Data for this exercise Block Start

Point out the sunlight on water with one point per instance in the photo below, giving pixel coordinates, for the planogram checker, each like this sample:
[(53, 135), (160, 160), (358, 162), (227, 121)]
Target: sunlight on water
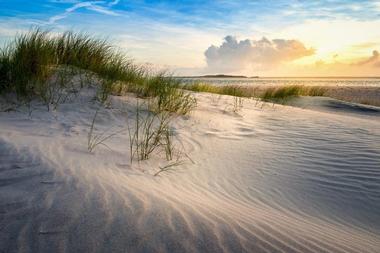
[(373, 82)]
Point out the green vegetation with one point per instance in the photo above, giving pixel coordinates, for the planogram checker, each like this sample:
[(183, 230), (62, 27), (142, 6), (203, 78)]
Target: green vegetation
[(42, 65), (274, 94)]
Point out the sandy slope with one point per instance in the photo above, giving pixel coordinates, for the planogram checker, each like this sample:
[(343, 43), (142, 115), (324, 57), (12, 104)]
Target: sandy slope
[(265, 179)]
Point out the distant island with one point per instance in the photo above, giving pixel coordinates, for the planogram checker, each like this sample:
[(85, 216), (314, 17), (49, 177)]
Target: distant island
[(219, 76)]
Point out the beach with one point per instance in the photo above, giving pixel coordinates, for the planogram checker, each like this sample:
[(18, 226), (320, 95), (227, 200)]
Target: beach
[(258, 178)]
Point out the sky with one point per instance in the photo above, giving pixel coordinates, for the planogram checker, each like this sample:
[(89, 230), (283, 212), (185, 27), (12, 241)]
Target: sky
[(253, 38)]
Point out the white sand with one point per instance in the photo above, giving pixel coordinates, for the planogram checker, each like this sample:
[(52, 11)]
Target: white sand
[(271, 179)]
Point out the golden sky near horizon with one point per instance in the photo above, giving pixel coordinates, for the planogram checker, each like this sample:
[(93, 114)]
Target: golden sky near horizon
[(265, 38)]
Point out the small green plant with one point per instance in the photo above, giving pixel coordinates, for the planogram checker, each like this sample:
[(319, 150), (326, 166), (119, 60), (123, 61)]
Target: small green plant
[(150, 132)]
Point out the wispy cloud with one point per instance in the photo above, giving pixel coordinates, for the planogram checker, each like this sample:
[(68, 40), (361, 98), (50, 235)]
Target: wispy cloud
[(96, 6)]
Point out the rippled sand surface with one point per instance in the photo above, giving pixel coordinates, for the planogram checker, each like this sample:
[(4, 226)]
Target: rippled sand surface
[(264, 179)]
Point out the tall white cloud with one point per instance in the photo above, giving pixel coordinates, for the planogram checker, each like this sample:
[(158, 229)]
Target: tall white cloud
[(234, 55)]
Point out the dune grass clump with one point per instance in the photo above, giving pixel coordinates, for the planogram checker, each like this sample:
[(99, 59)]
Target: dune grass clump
[(39, 64), (274, 94), (151, 131)]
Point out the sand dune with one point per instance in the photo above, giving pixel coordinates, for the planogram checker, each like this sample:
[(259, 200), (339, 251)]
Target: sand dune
[(264, 179)]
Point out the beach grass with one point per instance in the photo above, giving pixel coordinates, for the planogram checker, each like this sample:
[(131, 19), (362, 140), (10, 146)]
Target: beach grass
[(270, 93), (32, 64)]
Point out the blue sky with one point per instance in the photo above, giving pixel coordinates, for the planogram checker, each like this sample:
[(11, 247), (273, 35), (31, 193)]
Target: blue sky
[(176, 34)]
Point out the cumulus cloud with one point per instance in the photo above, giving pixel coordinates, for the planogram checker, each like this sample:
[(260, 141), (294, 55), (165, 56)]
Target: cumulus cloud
[(96, 6), (234, 55), (373, 60)]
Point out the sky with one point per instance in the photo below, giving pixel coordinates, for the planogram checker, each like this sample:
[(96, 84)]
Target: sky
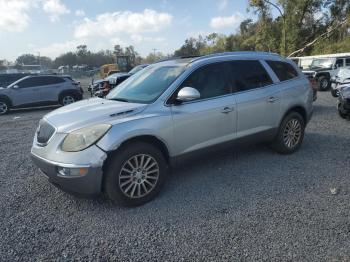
[(53, 27)]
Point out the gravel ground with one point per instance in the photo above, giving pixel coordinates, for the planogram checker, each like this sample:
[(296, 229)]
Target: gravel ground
[(252, 204)]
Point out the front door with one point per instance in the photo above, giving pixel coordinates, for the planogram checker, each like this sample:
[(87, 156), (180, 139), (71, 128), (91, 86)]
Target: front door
[(209, 120), (257, 98)]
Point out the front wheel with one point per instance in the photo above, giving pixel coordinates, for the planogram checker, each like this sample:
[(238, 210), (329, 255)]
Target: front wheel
[(290, 134), (135, 174)]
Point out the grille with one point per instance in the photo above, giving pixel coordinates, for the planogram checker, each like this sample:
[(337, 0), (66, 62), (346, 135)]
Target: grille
[(45, 132)]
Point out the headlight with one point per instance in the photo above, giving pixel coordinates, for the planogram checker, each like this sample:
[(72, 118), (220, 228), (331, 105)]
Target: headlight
[(83, 138)]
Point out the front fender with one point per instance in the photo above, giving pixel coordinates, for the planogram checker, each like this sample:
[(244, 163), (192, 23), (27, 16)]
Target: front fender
[(159, 126)]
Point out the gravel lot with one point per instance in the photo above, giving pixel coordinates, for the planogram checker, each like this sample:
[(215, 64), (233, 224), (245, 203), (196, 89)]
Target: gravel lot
[(251, 204)]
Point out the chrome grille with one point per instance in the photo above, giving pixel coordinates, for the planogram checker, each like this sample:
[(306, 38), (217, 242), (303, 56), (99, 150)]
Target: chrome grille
[(44, 132)]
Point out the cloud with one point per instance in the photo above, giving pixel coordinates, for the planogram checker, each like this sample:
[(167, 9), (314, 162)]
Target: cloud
[(222, 4), (226, 21), (109, 24), (57, 49), (55, 9), (79, 12), (139, 39), (14, 15)]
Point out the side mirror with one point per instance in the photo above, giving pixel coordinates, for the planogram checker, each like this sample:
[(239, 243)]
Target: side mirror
[(188, 94)]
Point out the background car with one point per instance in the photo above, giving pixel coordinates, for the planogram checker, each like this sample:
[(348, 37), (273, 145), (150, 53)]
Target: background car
[(341, 79), (7, 79), (40, 90)]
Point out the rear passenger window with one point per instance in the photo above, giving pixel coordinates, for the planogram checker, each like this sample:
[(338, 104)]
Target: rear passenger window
[(284, 71), (29, 82), (246, 75)]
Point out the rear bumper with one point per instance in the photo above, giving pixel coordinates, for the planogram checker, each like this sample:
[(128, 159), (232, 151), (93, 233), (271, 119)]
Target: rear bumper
[(88, 185)]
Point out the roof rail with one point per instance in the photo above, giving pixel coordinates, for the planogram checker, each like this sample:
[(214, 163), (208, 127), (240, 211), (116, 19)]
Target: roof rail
[(177, 57), (235, 53)]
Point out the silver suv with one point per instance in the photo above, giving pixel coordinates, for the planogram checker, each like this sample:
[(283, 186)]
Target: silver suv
[(124, 144), (39, 90)]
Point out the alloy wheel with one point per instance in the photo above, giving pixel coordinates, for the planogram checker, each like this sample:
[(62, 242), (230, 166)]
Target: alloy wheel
[(68, 100), (138, 176), (292, 133)]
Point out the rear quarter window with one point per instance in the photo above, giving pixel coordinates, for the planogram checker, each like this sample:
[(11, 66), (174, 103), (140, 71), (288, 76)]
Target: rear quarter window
[(283, 70)]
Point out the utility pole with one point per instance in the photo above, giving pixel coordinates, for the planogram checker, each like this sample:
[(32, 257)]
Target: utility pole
[(284, 25), (39, 59)]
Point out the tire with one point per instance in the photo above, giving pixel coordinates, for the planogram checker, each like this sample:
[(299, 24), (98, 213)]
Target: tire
[(335, 92), (67, 99), (292, 128), (324, 83), (127, 185), (4, 106)]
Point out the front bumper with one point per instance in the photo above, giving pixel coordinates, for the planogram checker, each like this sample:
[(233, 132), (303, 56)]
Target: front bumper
[(87, 185)]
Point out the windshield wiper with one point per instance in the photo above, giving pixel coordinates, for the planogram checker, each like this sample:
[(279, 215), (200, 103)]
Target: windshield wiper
[(120, 99)]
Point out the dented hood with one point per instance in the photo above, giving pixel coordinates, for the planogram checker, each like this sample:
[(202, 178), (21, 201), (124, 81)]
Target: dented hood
[(90, 112)]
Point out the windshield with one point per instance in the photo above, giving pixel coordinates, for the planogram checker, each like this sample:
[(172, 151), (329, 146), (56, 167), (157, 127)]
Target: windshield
[(324, 62), (147, 85), (136, 69)]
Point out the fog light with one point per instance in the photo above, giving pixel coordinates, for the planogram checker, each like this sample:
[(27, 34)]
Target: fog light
[(72, 172)]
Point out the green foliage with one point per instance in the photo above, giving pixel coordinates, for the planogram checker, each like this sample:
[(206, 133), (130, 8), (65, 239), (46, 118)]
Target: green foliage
[(302, 20)]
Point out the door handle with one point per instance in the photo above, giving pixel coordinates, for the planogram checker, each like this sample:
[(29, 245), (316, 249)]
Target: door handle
[(227, 109), (272, 99)]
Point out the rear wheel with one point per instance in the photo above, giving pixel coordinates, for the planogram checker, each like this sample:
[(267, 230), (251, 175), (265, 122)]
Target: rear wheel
[(135, 174), (4, 107), (290, 135), (67, 99)]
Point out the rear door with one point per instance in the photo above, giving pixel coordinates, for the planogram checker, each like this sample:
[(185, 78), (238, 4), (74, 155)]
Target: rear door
[(257, 97), (209, 120), (51, 87)]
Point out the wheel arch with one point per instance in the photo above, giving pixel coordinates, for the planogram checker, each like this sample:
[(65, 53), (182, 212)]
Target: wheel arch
[(299, 109), (150, 139), (7, 99)]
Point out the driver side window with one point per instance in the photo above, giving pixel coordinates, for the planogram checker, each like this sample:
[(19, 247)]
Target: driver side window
[(210, 81)]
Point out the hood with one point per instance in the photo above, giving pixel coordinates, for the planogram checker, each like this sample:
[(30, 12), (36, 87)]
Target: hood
[(116, 75), (89, 112)]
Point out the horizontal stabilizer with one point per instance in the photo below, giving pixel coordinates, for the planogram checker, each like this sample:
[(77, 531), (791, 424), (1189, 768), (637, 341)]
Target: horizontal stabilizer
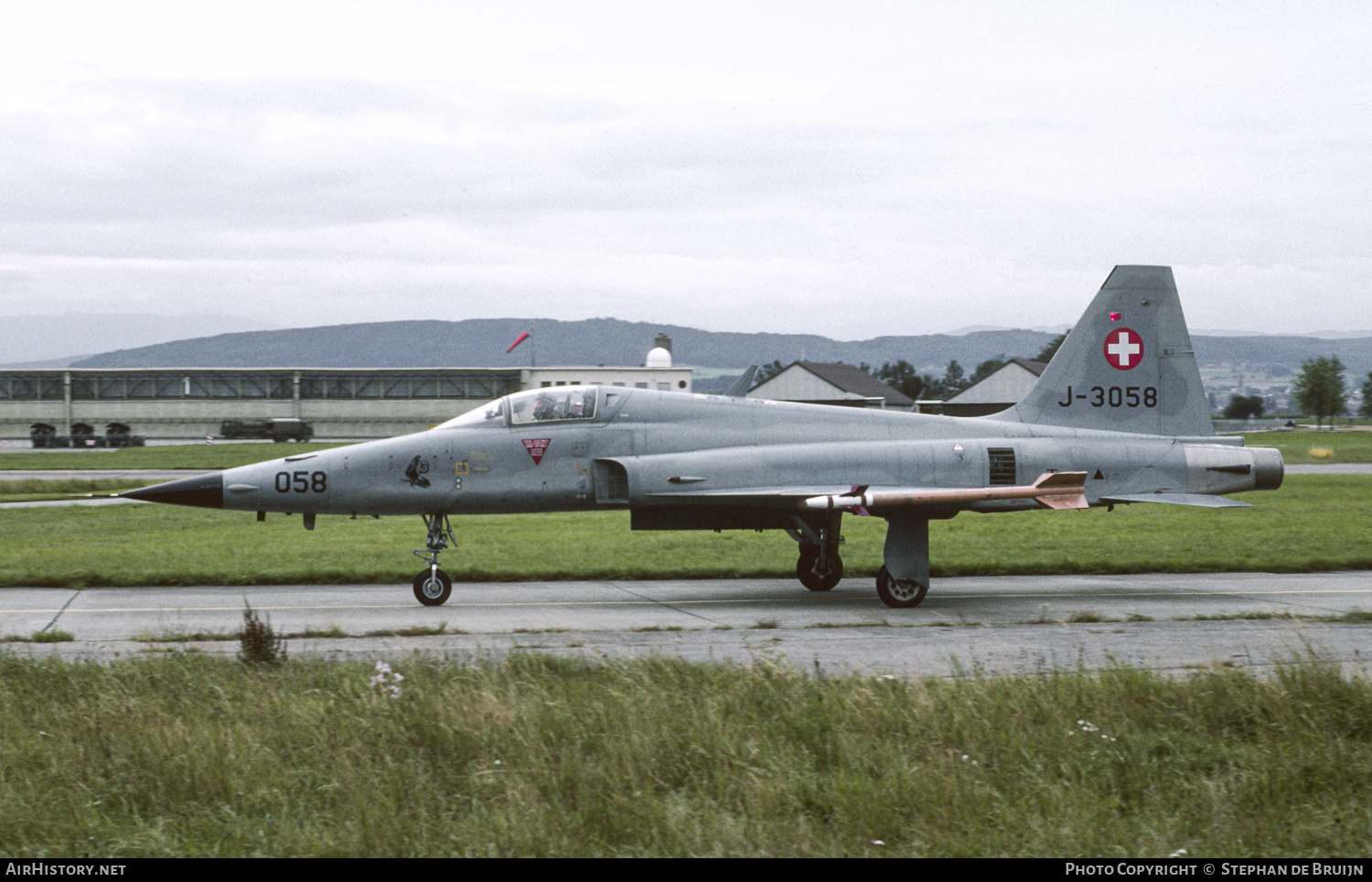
[(1053, 489), (743, 383), (1179, 498)]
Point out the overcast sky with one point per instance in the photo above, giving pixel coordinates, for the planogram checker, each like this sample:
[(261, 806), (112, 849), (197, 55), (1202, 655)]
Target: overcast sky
[(848, 169)]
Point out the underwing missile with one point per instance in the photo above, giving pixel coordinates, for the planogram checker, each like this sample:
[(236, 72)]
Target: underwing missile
[(1053, 489)]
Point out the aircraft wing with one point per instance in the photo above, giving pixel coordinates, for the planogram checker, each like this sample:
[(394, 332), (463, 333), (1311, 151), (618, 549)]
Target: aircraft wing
[(1179, 498), (1053, 489)]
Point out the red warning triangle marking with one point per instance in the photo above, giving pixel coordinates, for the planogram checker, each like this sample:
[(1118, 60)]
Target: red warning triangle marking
[(535, 447)]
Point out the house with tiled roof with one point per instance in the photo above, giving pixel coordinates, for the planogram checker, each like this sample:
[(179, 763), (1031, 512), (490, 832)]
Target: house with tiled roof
[(818, 383), (992, 394)]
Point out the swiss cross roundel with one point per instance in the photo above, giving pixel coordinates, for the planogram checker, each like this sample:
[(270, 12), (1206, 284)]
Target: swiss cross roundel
[(1124, 349)]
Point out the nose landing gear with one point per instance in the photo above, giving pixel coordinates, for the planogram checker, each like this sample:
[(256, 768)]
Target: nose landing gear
[(433, 586)]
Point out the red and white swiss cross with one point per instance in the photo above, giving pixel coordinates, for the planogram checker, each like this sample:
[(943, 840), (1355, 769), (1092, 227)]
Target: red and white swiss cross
[(1124, 349)]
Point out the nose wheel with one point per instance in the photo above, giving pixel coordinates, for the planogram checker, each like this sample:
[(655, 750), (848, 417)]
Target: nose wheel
[(433, 586)]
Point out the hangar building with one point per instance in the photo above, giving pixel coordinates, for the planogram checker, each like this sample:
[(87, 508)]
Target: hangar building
[(353, 403)]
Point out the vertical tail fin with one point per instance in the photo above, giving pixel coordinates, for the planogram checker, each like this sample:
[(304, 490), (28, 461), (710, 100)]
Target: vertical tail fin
[(1127, 367)]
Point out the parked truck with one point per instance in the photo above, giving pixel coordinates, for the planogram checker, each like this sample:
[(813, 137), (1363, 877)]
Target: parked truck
[(280, 430)]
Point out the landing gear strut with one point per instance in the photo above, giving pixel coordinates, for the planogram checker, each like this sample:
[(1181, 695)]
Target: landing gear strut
[(820, 566), (433, 586), (905, 580)]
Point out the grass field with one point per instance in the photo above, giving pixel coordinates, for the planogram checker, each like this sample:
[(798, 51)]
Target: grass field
[(1313, 522), (1344, 446), (186, 756)]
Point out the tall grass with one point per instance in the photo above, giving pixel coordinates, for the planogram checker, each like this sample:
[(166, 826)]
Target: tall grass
[(538, 756)]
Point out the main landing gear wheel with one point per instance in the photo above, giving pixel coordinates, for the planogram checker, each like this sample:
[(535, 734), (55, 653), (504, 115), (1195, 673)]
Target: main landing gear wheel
[(811, 575), (433, 587), (899, 593)]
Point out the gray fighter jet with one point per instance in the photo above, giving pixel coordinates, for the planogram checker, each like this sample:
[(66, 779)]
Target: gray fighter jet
[(1117, 417)]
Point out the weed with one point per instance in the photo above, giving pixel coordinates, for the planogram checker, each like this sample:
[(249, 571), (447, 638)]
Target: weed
[(260, 645), (41, 637)]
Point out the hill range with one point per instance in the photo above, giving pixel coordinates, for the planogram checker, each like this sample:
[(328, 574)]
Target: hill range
[(482, 343)]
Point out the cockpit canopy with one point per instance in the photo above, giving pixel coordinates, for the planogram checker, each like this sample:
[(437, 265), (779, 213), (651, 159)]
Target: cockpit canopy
[(549, 403)]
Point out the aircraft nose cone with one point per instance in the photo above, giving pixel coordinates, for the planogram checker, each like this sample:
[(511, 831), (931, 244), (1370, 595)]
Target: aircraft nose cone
[(202, 489)]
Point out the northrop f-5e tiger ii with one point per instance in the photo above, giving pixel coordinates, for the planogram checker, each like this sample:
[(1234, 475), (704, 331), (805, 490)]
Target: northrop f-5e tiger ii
[(1119, 416)]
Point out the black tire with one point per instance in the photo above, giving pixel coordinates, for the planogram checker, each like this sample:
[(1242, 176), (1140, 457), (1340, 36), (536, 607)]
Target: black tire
[(807, 569), (433, 588), (899, 594)]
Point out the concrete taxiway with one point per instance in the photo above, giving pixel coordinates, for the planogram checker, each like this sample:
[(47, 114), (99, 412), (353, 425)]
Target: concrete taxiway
[(991, 624)]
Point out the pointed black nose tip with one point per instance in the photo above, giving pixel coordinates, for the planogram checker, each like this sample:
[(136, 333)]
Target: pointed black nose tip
[(202, 489)]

Data for this exercise Block End

> **Task details**: The lines holding the word "below" are the answer. Pull them out of the records and copy them.

> **Response to this exercise**:
Point out the sunlight on water with one point per instance in the photo below, giving pixel coordinates, for the planogram checker, each like this sample:
Point out the sky with one point per instance in the photo below, giving pixel coordinates, for the planogram checker, each like this sample:
Point out the horizontal stabilizer with one point per instance in the photo below, giving pixel coordinates, for the planogram checker, each like this sample:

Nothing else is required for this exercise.